▶ _EXERCISE DIRECTIONS_: When you reach the entries below, transcribe each one exactly as it stands.

DATASET EXTRACT below:

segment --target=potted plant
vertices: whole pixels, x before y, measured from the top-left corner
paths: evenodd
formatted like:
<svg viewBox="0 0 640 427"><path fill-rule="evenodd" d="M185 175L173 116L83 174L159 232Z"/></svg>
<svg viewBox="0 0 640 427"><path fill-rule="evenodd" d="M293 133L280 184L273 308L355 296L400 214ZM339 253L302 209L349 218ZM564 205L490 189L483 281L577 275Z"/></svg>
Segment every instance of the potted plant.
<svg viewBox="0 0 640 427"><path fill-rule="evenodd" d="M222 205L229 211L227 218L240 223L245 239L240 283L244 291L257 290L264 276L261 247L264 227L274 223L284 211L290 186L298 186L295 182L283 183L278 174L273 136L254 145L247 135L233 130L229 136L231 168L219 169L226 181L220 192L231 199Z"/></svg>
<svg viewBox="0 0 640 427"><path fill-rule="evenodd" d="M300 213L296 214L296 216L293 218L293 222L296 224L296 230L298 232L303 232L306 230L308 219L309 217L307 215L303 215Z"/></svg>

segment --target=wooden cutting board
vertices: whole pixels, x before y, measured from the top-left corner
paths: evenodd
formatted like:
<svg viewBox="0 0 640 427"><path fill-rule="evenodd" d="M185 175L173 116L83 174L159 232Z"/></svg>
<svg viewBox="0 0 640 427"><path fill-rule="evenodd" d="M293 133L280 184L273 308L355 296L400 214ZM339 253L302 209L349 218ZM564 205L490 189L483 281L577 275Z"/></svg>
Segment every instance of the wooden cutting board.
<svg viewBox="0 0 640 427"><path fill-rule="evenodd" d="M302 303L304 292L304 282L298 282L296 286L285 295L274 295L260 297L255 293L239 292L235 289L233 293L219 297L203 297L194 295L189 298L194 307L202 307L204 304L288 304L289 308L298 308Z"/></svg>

End of DATASET EXTRACT.

▶ _RESPONSE AREA_:
segment --target=potted plant
vertices: whole pixels, x before y, measured from the top-left corner
paths: evenodd
formatted like:
<svg viewBox="0 0 640 427"><path fill-rule="evenodd" d="M185 175L173 116L83 174L159 232Z"/></svg>
<svg viewBox="0 0 640 427"><path fill-rule="evenodd" d="M293 133L280 184L273 308L355 296L400 214ZM339 253L302 209L349 218ZM564 205L490 189L483 281L577 275Z"/></svg>
Segment every instance of the potted plant.
<svg viewBox="0 0 640 427"><path fill-rule="evenodd" d="M222 205L229 211L227 218L240 223L245 239L240 283L244 291L257 290L264 276L261 247L264 227L274 223L284 211L290 186L298 186L295 182L283 183L278 174L273 136L254 145L247 135L233 130L229 136L231 168L219 169L226 181L220 192L231 199Z"/></svg>
<svg viewBox="0 0 640 427"><path fill-rule="evenodd" d="M300 213L296 214L296 216L293 218L293 222L296 224L296 230L298 232L303 232L306 230L308 219L309 217L307 215L303 215Z"/></svg>

segment --target=wooden cutting board
vertices: whole pixels, x before y, measured from the top-left corner
paths: evenodd
formatted like:
<svg viewBox="0 0 640 427"><path fill-rule="evenodd" d="M185 175L173 116L83 174L159 232Z"/></svg>
<svg viewBox="0 0 640 427"><path fill-rule="evenodd" d="M293 133L280 184L273 308L355 296L400 214ZM339 253L302 209L349 218ZM564 205L490 189L483 281L577 275Z"/></svg>
Segment every instance of the wooden cutting board.
<svg viewBox="0 0 640 427"><path fill-rule="evenodd" d="M302 303L304 292L304 282L298 282L296 286L285 295L274 295L260 297L255 293L239 292L235 289L233 293L219 297L203 297L194 295L189 298L194 307L202 307L204 304L288 304L289 308L298 308Z"/></svg>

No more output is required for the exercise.